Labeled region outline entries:
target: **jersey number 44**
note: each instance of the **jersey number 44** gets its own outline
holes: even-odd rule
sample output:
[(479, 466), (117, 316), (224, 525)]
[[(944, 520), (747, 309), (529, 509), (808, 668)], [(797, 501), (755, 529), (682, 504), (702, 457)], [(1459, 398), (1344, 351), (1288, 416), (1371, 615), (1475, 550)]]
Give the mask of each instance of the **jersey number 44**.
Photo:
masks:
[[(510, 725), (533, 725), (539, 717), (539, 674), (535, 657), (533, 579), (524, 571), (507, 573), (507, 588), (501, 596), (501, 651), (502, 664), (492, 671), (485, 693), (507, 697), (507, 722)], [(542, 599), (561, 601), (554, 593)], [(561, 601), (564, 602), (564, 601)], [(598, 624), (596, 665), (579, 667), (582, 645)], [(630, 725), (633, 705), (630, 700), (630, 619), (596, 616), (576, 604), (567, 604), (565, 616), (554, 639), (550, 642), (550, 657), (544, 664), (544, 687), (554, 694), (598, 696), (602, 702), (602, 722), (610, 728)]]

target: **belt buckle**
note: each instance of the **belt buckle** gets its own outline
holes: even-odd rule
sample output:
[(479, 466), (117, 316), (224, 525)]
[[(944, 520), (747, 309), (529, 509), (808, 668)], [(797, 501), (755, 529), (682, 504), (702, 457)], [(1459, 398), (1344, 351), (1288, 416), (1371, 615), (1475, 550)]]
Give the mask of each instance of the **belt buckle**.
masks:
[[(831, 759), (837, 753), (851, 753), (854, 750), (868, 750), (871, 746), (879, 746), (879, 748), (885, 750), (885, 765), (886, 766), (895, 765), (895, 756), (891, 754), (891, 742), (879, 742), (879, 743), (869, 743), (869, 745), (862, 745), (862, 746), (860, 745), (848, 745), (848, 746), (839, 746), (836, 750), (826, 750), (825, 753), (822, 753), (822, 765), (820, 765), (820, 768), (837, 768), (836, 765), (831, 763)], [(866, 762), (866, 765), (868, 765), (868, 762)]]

Written problem: Reproduce all of the material above line for line, with no changes.

Solution for this exercise:
target: **jersey number 44**
note: each instance of the **jersey number 44** gets its own outline
holes: even-odd rule
sample output:
[(479, 466), (117, 316), (224, 525)]
[[(944, 520), (747, 309), (529, 509), (808, 668)], [(797, 501), (755, 529), (682, 504), (702, 457)], [(1459, 398), (1344, 351), (1288, 416), (1371, 615), (1475, 550)]]
Give the mask of each instance of the **jersey number 44**.
Photo:
masks:
[[(510, 725), (533, 725), (539, 717), (539, 674), (535, 657), (533, 579), (524, 571), (507, 573), (507, 588), (501, 596), (501, 651), (502, 664), (492, 671), (485, 693), (507, 697), (507, 722)], [(542, 599), (561, 601), (554, 593)], [(561, 601), (564, 602), (564, 601)], [(598, 624), (596, 665), (579, 667), (582, 645)], [(630, 725), (633, 705), (630, 700), (630, 619), (596, 616), (576, 604), (567, 604), (565, 616), (554, 639), (550, 642), (550, 657), (544, 664), (544, 687), (554, 694), (598, 696), (602, 702), (602, 722), (610, 728)]]

target: **belt buckle**
note: each instance of the **belt buckle** gets its own outline
holes: even-odd rule
sample output:
[(479, 466), (117, 316), (224, 525)]
[[(944, 520), (747, 309), (529, 509), (808, 668)], [(797, 501), (755, 529), (682, 504), (702, 457)], [(1459, 398), (1344, 351), (1288, 416), (1371, 615), (1475, 550)]]
Give the mask of each instance of the **belt buckle**.
masks:
[[(831, 759), (837, 753), (851, 753), (854, 750), (868, 750), (871, 746), (879, 746), (879, 748), (885, 750), (885, 765), (886, 766), (895, 765), (895, 756), (891, 754), (891, 742), (879, 742), (879, 743), (869, 743), (869, 745), (862, 745), (862, 746), (860, 745), (848, 745), (848, 746), (839, 746), (836, 750), (826, 750), (825, 753), (822, 753), (822, 765), (820, 765), (820, 768), (837, 768), (836, 765), (831, 763)], [(866, 762), (866, 765), (868, 765), (868, 762)]]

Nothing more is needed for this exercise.